* [Instruksi Tertulis 1] Tuliskan ulang kata demi kata seluruh teks tentang pengajaran calistung sebelum usia sekolah dasar di bawah ini.

* [Kutipan Dokumen]
%%
Sejumlah pakar pendidikan
mengatakan bahwa calistung (istilah yang kini populer untuk menyingkat baca –
tulis – hitung) belum saatnya diajarkan kepada anak (peserta didik) sebelum
mereka cukup umur untuk duduk di sekolah dasar (SD).
Padahal, sekarang ini bukan lagi
ukuran panjang tangan kanan atau tangan kiri si bocah yang dijadikan ukuran
untuk bisa menjangkau kuping kanan atau kiri. Lalu kriteria apa yang dirasa
paling cocok untuk menguji kemampuan anak yang masih batita itu? (batita =
bawah tiga tahun).
Banyak dari kita yang paham bahwa
prinsip belajar di PAUD (Pendidikan Anak Usia Dini) atau play group dan TK
adalah belajar sambil bermain (play and learn), sehingga sangatlah mengherankan
bahwa syarat untuk anak masuk SD adalah kemampuan membaca, menulis, dan
berhitung.
Jelas tuntutan itu merupakan
kontradiksi dengan prinsip belajar dan bermain itu. Sampai kapan kondisi ini
akan berlangsung?
Masalah terjadinya kesenjangan
itu diakui sejumlah kalangan pejabat di Direktur Pembinaan PAUD Kemendikbud.
Namun, kita jadi bertanya masakan
hanya cukup diakui bahwa ada masalah di situ? Apa tindakan selanjutnya untuk
membenahi praktik yang keliru itu? Memang sampai kapan pun antara apa yang
menjadi kondisi ideal dengan kenyataan yang ada selalu ada kesenjangan.
Jurang itu akan semakin menganga
manakala kebanyakan guru SD hanya mau terima bersih, maksudnya calon peserta
didiknya di SD sebaiknya sudah mampu membaca, menulis, dan berhitung.
Parahnya lagi kemampuan membaca,
menulis, dan berhitung itu juga dijadikan bahan tes masuk di beberapa SD yang
menganggap diri “unggulan”.
%%
* [Instruksi Tertulis 2] Kembalikan setiap baris dalam catatan di bawah yang memuat kata "target".

* [Data yang Diberikan]
%%
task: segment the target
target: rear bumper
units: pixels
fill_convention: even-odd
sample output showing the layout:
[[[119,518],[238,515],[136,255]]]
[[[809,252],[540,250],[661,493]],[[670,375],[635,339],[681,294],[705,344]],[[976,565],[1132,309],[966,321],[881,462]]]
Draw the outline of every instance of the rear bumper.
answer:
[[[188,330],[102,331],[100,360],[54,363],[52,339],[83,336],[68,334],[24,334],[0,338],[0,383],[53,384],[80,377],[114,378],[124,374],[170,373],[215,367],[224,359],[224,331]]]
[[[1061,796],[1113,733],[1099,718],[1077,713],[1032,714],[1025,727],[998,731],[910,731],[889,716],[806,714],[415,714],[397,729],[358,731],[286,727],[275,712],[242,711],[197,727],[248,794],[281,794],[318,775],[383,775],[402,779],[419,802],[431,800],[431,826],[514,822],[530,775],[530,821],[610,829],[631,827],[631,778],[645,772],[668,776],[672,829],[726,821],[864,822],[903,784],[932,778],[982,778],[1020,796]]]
%%
* [Penyelesaian Lengkap 1]
Sejumlah pakar pendidikan
mengatakan bahwa calistung (istilah yang kini populer untuk menyingkat baca –
tulis – hitung) belum saatnya diajarkan kepada anak (peserta didik) sebelum
mereka cukup umur untuk duduk di sekolah dasar (SD).
Padahal, sekarang ini bukan lagi
ukuran panjang tangan kanan atau tangan kiri si bocah yang dijadikan ukuran
untuk bisa menjangkau kuping kanan atau kiri. Lalu kriteria apa yang dirasa
paling cocok untuk menguji kemampuan anak yang masih batita itu? (batita =
bawah tiga tahun).
Banyak dari kita yang paham bahwa
prinsip belajar di PAUD (Pendidikan Anak Usia Dini) atau play group dan TK
adalah belajar sambil bermain (play and learn), sehingga sangatlah mengherankan
bahwa syarat untuk anak masuk SD adalah kemampuan membaca, menulis, dan
berhitung.
Jelas tuntutan itu merupakan
kontradiksi dengan prinsip belajar dan bermain itu. Sampai kapan kondisi ini
akan berlangsung?
Masalah terjadinya kesenjangan
itu diakui sejumlah kalangan pejabat di Direktur Pembinaan PAUD Kemendikbud.
Namun, kita jadi bertanya masakan
hanya cukup diakui bahwa ada masalah di situ? Apa tindakan selanjutnya untuk
membenahi praktik yang keliru itu? Memang sampai kapan pun antara apa yang
menjadi kondisi ideal dengan kenyataan yang ada selalu ada kesenjangan.
Jurang itu akan semakin menganga
manakala kebanyakan guru SD hanya mau terima bersih, maksudnya calon peserta
didiknya di SD sebaiknya sudah mampu membaca, menulis, dan berhitung.
Parahnya lagi kemampuan membaca,
menulis, dan berhitung itu juga dijadikan bahan tes masuk di beberapa SD yang
menganggap diri “unggulan”.

* [Penyelesaian Lengkap 2]
task: segment the target
target: rear bumper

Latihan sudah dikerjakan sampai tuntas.